## Begin Exercise input
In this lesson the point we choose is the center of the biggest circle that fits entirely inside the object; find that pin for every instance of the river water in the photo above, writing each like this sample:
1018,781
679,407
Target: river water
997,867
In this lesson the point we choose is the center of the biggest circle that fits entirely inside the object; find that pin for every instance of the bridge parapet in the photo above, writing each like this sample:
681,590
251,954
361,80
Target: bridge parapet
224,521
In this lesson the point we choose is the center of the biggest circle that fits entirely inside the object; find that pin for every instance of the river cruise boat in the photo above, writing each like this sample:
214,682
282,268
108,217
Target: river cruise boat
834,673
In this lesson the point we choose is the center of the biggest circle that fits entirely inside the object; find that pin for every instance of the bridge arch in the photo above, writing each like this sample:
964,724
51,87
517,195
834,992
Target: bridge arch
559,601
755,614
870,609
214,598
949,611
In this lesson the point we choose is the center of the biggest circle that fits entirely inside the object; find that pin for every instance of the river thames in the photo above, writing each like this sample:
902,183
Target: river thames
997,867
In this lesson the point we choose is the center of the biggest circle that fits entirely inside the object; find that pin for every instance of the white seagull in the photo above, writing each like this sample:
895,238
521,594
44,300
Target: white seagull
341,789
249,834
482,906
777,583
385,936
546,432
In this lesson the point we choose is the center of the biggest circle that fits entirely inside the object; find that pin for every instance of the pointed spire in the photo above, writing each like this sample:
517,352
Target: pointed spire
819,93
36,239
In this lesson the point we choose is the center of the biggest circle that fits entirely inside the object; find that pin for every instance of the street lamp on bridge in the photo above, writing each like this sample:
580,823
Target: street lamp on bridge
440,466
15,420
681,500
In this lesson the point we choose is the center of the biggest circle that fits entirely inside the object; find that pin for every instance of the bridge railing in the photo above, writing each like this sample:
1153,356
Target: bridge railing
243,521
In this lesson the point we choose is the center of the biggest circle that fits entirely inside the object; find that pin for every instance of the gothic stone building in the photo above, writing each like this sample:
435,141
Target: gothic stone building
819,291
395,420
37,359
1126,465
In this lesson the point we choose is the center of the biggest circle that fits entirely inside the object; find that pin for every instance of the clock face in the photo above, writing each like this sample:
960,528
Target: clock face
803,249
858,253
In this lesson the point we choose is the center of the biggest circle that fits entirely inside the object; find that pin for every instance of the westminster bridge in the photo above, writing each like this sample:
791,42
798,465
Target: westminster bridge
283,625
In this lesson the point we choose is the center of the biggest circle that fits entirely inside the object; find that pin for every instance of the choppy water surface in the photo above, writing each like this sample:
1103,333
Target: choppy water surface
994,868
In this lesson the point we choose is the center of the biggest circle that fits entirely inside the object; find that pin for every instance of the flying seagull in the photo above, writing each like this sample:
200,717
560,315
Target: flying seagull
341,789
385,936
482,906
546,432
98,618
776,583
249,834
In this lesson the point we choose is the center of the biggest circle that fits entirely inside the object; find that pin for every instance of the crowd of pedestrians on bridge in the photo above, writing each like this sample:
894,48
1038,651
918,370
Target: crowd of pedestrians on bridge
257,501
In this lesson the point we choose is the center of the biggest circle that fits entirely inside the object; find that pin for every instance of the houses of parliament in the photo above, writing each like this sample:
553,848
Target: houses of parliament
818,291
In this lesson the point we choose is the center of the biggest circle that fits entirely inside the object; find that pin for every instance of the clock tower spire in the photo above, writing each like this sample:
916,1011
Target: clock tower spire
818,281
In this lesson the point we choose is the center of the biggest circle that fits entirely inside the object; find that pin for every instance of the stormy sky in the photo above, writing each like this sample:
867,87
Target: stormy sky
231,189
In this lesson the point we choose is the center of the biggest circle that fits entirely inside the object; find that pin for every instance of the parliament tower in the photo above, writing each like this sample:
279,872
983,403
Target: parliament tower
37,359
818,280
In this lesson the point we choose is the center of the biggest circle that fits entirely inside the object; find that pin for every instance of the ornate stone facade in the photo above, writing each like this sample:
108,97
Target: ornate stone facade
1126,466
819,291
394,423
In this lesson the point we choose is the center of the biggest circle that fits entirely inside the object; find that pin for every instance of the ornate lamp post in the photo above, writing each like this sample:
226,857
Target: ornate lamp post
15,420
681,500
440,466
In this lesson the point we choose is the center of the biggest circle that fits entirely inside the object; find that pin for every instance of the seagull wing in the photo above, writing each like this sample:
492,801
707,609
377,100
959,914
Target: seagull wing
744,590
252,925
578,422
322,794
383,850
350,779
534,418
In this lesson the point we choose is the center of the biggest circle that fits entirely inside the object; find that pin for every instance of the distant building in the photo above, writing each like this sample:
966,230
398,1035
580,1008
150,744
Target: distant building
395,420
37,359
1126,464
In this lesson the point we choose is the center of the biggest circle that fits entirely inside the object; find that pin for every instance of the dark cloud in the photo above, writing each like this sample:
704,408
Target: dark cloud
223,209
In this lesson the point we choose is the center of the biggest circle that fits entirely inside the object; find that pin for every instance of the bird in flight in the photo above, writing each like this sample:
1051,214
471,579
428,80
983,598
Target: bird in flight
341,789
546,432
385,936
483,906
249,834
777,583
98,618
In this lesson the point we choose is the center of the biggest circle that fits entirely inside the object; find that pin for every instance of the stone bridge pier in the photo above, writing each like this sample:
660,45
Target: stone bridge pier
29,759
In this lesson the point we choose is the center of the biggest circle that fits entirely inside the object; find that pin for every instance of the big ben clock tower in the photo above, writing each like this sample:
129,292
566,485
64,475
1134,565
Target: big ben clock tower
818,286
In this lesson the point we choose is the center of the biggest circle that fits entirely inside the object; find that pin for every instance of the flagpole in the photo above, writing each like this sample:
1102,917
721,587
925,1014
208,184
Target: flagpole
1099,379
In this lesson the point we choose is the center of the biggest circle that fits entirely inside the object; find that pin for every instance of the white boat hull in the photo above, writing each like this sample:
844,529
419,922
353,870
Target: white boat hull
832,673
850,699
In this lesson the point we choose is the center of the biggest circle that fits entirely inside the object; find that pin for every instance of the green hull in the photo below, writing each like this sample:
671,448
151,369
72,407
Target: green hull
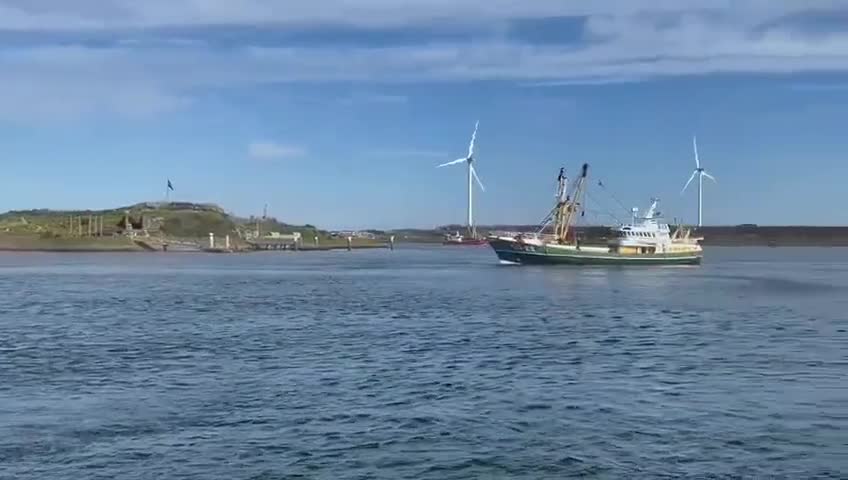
## End Exercise input
--- What is being asked ---
Please locate every line in the records above that contains the word "railing" and copy each of those lines.

--- Output for this task ---
In this lesson the point we choose is the center of the biggest circle that fits entirely inside the object; find that pin for every instance of the bridge railing in the photo above, writing each like this sample:
Target: bridge railing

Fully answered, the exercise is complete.